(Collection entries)
_ _ _
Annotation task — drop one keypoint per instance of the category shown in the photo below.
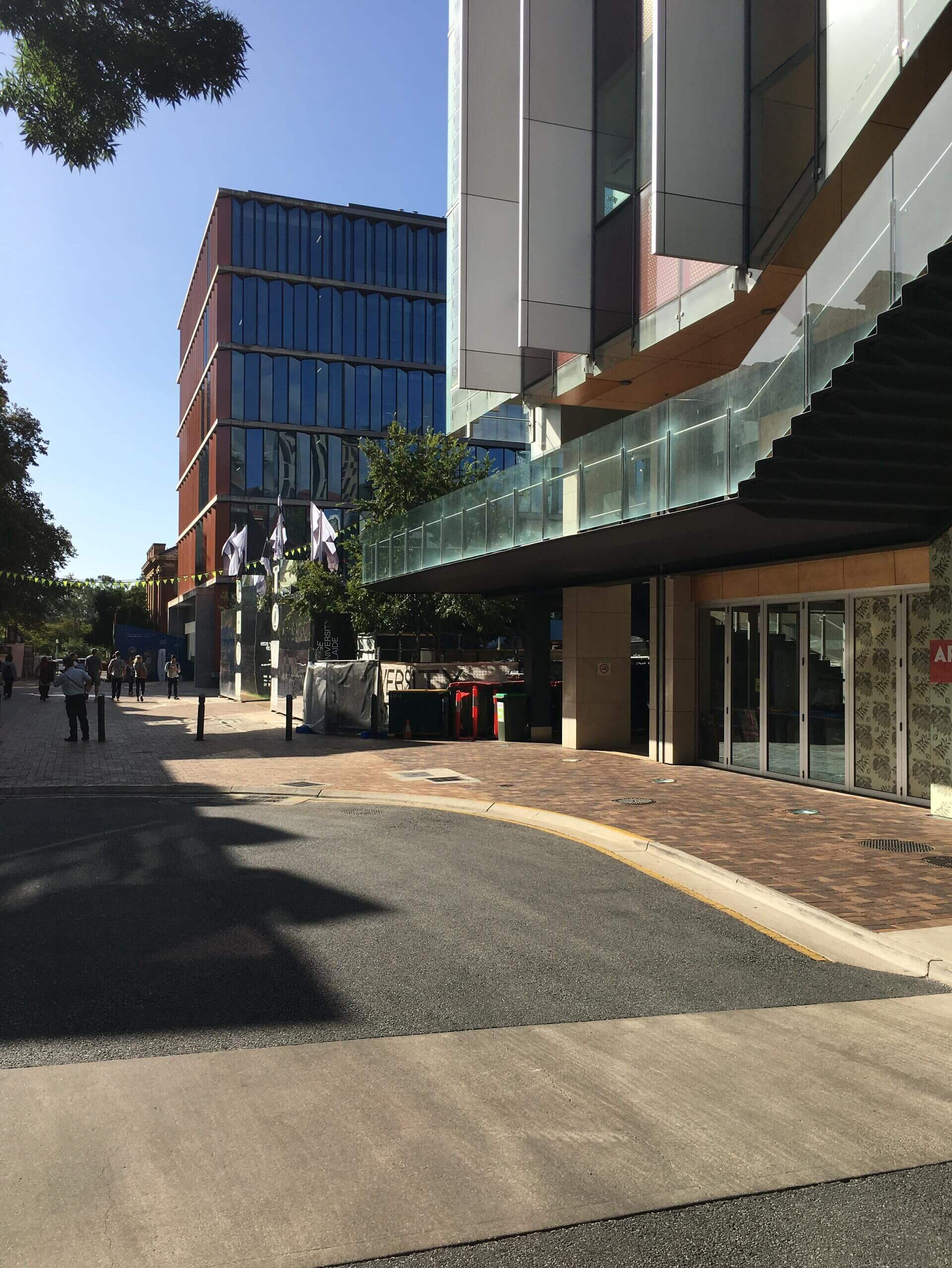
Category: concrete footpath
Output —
(329, 1153)
(732, 837)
_ _ _
▶ _What to work on_: The data should be printed again unchanged; leave its pictures out.

▶ _Response area_:
Annotation task — drop one keypoint per instance of the category shown in the photo below.
Category: concrete footpath
Output —
(329, 1153)
(732, 837)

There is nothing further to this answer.